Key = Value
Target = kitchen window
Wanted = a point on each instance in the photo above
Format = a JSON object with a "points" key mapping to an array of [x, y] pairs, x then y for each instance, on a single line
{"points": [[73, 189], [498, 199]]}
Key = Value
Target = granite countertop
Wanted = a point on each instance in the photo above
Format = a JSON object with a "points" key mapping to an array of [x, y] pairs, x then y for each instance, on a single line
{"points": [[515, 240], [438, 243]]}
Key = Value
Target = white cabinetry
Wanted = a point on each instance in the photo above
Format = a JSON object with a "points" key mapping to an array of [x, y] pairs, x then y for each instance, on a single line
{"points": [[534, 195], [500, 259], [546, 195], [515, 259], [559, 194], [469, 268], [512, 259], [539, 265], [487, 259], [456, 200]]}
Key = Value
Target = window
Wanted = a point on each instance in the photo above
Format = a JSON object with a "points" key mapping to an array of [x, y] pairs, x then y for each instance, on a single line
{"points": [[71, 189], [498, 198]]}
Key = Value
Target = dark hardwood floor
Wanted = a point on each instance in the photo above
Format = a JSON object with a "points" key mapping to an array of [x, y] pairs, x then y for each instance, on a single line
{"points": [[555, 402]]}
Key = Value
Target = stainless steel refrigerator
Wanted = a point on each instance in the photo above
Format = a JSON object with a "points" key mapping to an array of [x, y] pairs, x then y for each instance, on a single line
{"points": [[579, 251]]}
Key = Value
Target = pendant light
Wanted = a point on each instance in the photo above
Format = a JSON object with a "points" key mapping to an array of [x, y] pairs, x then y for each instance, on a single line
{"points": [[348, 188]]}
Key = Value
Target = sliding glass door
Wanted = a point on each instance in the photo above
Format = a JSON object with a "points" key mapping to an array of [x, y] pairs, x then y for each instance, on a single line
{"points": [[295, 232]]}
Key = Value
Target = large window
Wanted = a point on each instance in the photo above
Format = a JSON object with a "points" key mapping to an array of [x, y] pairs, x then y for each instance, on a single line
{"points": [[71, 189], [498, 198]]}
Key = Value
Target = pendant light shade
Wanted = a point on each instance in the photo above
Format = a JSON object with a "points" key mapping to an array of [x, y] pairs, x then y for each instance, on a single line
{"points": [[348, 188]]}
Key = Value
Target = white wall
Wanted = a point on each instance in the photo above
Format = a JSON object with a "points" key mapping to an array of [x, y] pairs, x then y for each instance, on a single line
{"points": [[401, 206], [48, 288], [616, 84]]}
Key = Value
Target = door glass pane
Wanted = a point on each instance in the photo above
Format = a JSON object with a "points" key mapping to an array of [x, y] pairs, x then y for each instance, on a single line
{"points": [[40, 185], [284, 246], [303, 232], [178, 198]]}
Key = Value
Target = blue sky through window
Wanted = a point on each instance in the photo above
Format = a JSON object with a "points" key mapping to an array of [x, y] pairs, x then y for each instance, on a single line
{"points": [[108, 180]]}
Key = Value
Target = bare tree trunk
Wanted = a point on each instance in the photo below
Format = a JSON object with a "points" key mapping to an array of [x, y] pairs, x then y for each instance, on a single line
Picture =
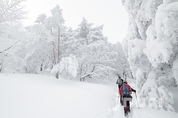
{"points": [[87, 75], [58, 55], [54, 54]]}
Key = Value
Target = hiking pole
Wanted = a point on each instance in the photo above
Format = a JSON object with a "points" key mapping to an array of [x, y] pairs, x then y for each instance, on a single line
{"points": [[137, 100]]}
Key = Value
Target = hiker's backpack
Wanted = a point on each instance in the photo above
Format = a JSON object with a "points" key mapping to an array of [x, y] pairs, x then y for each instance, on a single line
{"points": [[125, 90], [119, 82]]}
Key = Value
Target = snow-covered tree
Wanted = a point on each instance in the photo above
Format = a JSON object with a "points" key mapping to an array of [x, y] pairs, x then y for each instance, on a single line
{"points": [[67, 67], [151, 46], [84, 29], [40, 49], [11, 34], [11, 10]]}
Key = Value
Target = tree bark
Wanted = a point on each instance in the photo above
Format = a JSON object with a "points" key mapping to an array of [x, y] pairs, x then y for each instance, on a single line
{"points": [[58, 55]]}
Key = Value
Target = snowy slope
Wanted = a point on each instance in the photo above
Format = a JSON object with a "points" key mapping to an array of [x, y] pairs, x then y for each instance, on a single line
{"points": [[42, 96], [36, 96]]}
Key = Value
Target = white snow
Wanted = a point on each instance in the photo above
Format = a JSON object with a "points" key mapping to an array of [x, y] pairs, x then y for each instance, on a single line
{"points": [[43, 96]]}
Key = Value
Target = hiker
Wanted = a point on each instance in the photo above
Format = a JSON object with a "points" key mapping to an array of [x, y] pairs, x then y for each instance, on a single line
{"points": [[119, 82], [125, 92]]}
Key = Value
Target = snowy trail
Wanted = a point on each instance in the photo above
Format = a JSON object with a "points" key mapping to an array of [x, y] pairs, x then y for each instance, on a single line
{"points": [[39, 96]]}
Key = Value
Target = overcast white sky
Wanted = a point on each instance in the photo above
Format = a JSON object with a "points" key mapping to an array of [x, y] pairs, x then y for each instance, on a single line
{"points": [[109, 13]]}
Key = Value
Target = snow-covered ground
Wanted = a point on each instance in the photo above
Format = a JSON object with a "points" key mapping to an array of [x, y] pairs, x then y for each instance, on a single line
{"points": [[43, 96]]}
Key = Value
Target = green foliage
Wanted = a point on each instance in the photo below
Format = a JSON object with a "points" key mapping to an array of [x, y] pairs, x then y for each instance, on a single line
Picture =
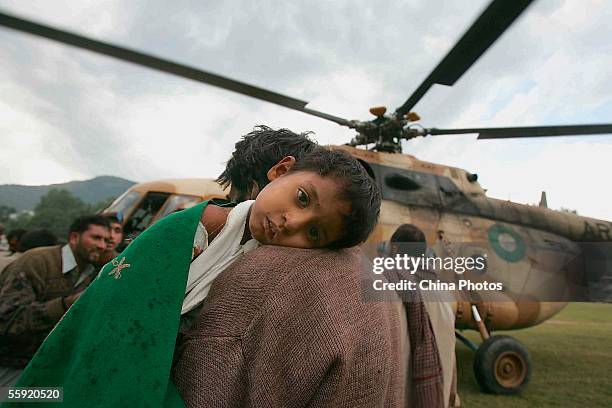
{"points": [[55, 212], [5, 211]]}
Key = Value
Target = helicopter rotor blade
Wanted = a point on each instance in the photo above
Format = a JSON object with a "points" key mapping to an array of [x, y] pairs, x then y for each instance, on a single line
{"points": [[491, 24], [160, 64], [532, 131]]}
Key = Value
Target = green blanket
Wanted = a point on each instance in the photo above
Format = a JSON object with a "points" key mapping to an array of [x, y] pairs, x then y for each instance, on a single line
{"points": [[114, 347]]}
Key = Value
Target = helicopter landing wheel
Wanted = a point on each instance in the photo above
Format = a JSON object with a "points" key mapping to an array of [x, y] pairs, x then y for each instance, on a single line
{"points": [[502, 365]]}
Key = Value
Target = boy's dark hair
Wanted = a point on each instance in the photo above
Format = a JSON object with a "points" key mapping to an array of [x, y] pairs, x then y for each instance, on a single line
{"points": [[37, 238], [257, 152], [410, 234], [82, 223], [356, 187]]}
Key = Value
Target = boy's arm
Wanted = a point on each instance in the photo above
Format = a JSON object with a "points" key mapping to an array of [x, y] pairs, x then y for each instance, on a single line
{"points": [[213, 219]]}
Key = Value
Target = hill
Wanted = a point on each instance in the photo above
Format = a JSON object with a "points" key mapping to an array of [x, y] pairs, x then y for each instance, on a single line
{"points": [[90, 191]]}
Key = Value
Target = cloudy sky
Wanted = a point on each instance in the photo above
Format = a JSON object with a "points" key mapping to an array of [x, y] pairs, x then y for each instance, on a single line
{"points": [[68, 114]]}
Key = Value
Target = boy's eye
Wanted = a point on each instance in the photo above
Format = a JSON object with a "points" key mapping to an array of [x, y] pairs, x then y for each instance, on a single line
++++
* HOW TO COMPLETE THIS TASK: What's needed is a word-for-word retyping of the listing, minus its pictures.

* FINISHED EXERCISE:
Key = Value
Target = kitchen window
Wanted = a point on each instance in the photo above
Format = a JSON object with a "points" key mapping to an array of [x, y] pairs, x then y for each instance, on a single line
{"points": [[73, 189], [498, 199]]}
Key = Value
Target = granite countertop
Wanted = a point on each instance in the photo above
Format = a JSON object with a "points" key mapping to an array of [x, y] pairs, x then y for each instance, on a single line
{"points": [[515, 240], [438, 243]]}
Key = Value
Target = white cabinetry
Wanted = a point on each instance in the photo above
Format = a JSON object with a "points" key mapping to an array of [x, y] pairs, x then y for each instance, on a single line
{"points": [[534, 195], [500, 259], [546, 195], [515, 259], [559, 194], [469, 268], [512, 259], [539, 265], [487, 259], [456, 200]]}
Key = Value
Target = window
Wanted = a point on each instance in the photo above
Format = a JSON object with a "points" key mapping to an array of [x, y] pairs, x then y for each instance, on a single line
{"points": [[71, 189], [498, 198]]}
Key = Value
Target = dark hardwood floor
Wanted = a point on each instance in the photo above
Format = a JSON object with a "points" key mapping to an array of [x, y] pairs, x then y for each instance, on a single line
{"points": [[555, 402]]}
Key = Value
Target = stainless steel refrigerator
Wanted = a point on each instance in the photo above
Format = a JSON object with a "points" key mapping to an array of [x, y] pairs, x then y for each instance, on a single line
{"points": [[579, 251]]}
Key = Value
Target = pendant light
Wanted = a point on each instance in the photo above
Format = a JSON object with a "points" key mapping to an array of [x, y] pairs, x then y for each instance, on a single line
{"points": [[348, 188]]}
Key = Value
Target = sliding glass door
Wanted = a point on each instance in the photo above
Format = a JSON object with a "points" key mapping to an array of [x, y] pairs, x then y for each instance, on a single line
{"points": [[295, 232]]}
Key = Value
Target = large window
Wanted = a point on each instance in the photo above
Format = a JSON object with a "points" key mapping to an array of [x, y] pairs, x then y for each instance, on a single line
{"points": [[71, 189], [498, 198]]}
Key = Value
Target = pendant light shade
Wanted = a point on each instance in the photo above
Format = a JSON object with a "points" key mapping to an array of [x, y] pairs, x then y for each instance, on a single line
{"points": [[348, 188]]}
Key = Value
Target = white wall
Wanted = a point on each instance in the photo above
Format = a JSON object with a "points" key mapping to an array of [x, y] pairs, x then y for each instance, on a single line
{"points": [[401, 206], [48, 288], [616, 84]]}
Key = Value
Target = door glass pane
Wanted = a point on each instance in the photo above
Format = a JSON object with a "points" key mapping to an array of [x, y] pairs, x then y for each instance, on a single line
{"points": [[40, 185], [284, 246], [303, 232], [178, 198]]}
Key = Value
Target = blue sky through window
Wanted = a point on each instance in the photo above
Format = a JSON object with a "points" key mapping to an array of [x, y] pairs, x then y for each instance, on a single line
{"points": [[108, 180]]}
Key = Value
Target = bare tree trunk
Wanted = a point on each instance in the photo below
Format = a JSON object with a "points" key mapping to an array of [x, y] pairs, x then y for each instance, on a single line
Picture =
{"points": [[87, 75], [58, 55], [54, 54]]}
Key = Value
Target = hiking pole
Wanted = a point on each instance in the photo above
Format = a JSON object with a "points" key mapping to an array of [x, y] pairs, x then y for each instance, on a single line
{"points": [[137, 100]]}
Key = Value
Target = hiker's backpack
Wanted = a point on each instance in the photo above
Format = a JSON object with a "points" key mapping to an array of [x, y] pairs, x then y for each instance, on a single line
{"points": [[125, 90], [119, 82]]}
Key = Value
Target = snow-covered tree
Wanted = a point on each instance in the photo above
Format = a JSON object with a "points" key mapping to an array of [x, y] pairs, x then y for each instance, on a single line
{"points": [[67, 67], [151, 46], [84, 29], [40, 49], [11, 34], [11, 10]]}
Key = Value
Target = tree bark
Wanted = a point on each instance in the photo above
Format = a JSON object with a "points" key mapping to an array of [x, y] pairs, x then y for each instance, on a single line
{"points": [[58, 55]]}
Key = Value
Target = snowy slope
Wanted = a point on each instance in the photo above
Format = a JSON object with a "points" key mapping to an array of [x, y] pairs, x then y for each instance, on a single line
{"points": [[42, 96], [36, 96]]}
Key = Value
Target = white snow
Wanted = a point on each instance in the photo above
Format = a JSON object with a "points" key mapping to an array of [x, y] pairs, x then y for each instance, on a single line
{"points": [[43, 96]]}
Key = Value
Target = hiker
Wanted = a point on each instance in the photo above
Format = a JSON object with a "points" key mapping to an array of [x, y] pairs, x then y for each instance, on a single line
{"points": [[119, 82], [125, 92]]}
Key = Value
Target = snowy trail
Wanted = a point on each instance in the photo above
Format = a JSON object with a "points" key mapping to an array of [x, y] pairs, x then y for each instance, on a single line
{"points": [[39, 96]]}
Key = Value
Target = overcast white sky
Wanted = a point on each instance in the photo above
Format = a JSON object with a "points" key mapping to an array of [x, y] pairs, x then y for each instance, on a single line
{"points": [[109, 13]]}
Key = Value
Target = snow-covered ground
Wanted = a point on each instance in the photo above
Format = a JSON object with a "points" key mapping to an array of [x, y] pairs, x then y for each instance, on a single line
{"points": [[43, 96]]}
Key = Value
Target = green foliage
Wanted = a point on each instance in the photo below
Format = a JSON object with a "points" key mapping to an array of [x, y] pairs, x then y for each instance, on a single line
Picture =
{"points": [[55, 212], [5, 211]]}
Key = Value
Target = helicopter rotor blade
Wanted = a point on each instance in the photo above
Format = a JSON object with a "points" key mapping to an array of [x, y] pairs, x then y for each instance, on a single line
{"points": [[491, 24], [160, 64], [532, 131]]}
Key = Value
Target = green blanket
Wanted = a point on each instance in the photo above
Format = a JSON object with a "points" key mapping to an array of [x, y] pairs, x then y for each instance, on a single line
{"points": [[114, 347]]}
Key = Value
Target = helicopter landing wheel
Wanted = a point on each instance in the photo above
Format = a JSON object with a "points" key mapping to an array of [x, y] pairs, x then y for each instance, on a single line
{"points": [[502, 365]]}
Key = Value
Target = boy's dark hair
Wanted = a point on each instance in the photo above
Format = a JSON object with a "points" key mapping to an array of [x, y] pairs, x then y for each instance, on a single line
{"points": [[37, 238], [257, 152], [410, 234], [82, 223], [356, 187]]}
Key = Value
Target = boy's arm
Wanted = a point on each instance in the photo above
Format = a JSON object with a "points" key mapping to an array of [x, y] pairs, x then y for each instance, on a single line
{"points": [[213, 219]]}
Key = Value
Target = hill
Wanted = a point on each instance in the photo above
Format = a JSON object with a "points" key mapping to an array of [x, y] pairs, x then y for each instance, on a single line
{"points": [[90, 191]]}
Key = Value
Target = cloudy sky
Wanted = a point on each instance in the photo above
Format = a JSON object with a "points" key mapping to an array of [x, y] pairs, x then y for each instance, on a single line
{"points": [[68, 114]]}
Key = Value
Target = boy's eye
Wanted = a point on each instance in the photo above
Format = a JSON object with a "points" key mapping to an array of [x, y] pairs, x then y for each instance, on a single line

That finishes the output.